== WRITTEN TASK ==
Please reproduce the rows from the line with "point_to(query) locates each" up to and including the line with "x=682 y=367", copying them exactly and nothing else.

== TASK DATA ==
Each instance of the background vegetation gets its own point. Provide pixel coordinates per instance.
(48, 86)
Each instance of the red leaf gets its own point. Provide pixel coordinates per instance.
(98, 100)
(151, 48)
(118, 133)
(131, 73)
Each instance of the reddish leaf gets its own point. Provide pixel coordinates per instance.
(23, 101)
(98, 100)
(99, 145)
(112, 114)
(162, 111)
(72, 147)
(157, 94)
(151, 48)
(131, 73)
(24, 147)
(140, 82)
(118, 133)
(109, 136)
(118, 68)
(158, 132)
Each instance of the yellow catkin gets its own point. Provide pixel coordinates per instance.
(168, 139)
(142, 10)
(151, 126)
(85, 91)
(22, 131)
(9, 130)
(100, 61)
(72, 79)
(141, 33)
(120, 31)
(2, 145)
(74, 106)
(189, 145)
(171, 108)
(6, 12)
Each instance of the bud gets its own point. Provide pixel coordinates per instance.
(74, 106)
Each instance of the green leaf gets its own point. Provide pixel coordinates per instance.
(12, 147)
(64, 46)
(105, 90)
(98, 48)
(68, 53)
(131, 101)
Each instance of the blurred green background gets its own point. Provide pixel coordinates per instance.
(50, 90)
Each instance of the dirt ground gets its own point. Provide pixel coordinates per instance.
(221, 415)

---

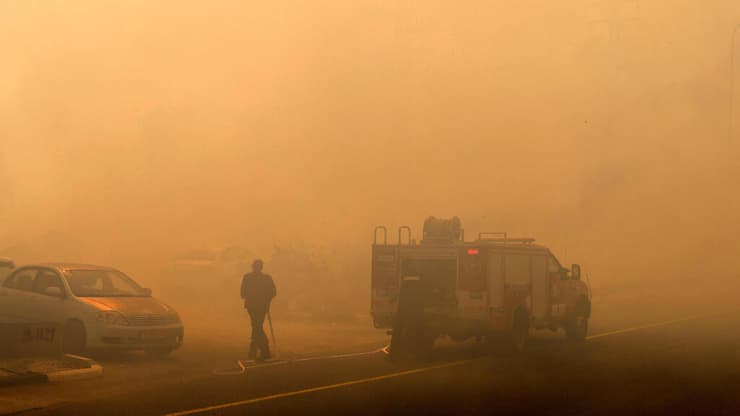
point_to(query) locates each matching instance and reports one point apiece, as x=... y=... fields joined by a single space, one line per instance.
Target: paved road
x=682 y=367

== TASK SOLUTION ==
point_to(query) locates each matching instance and reports one point apiece, as x=... y=... fields joined by a single space, one line per instance.
Target: paved road
x=682 y=367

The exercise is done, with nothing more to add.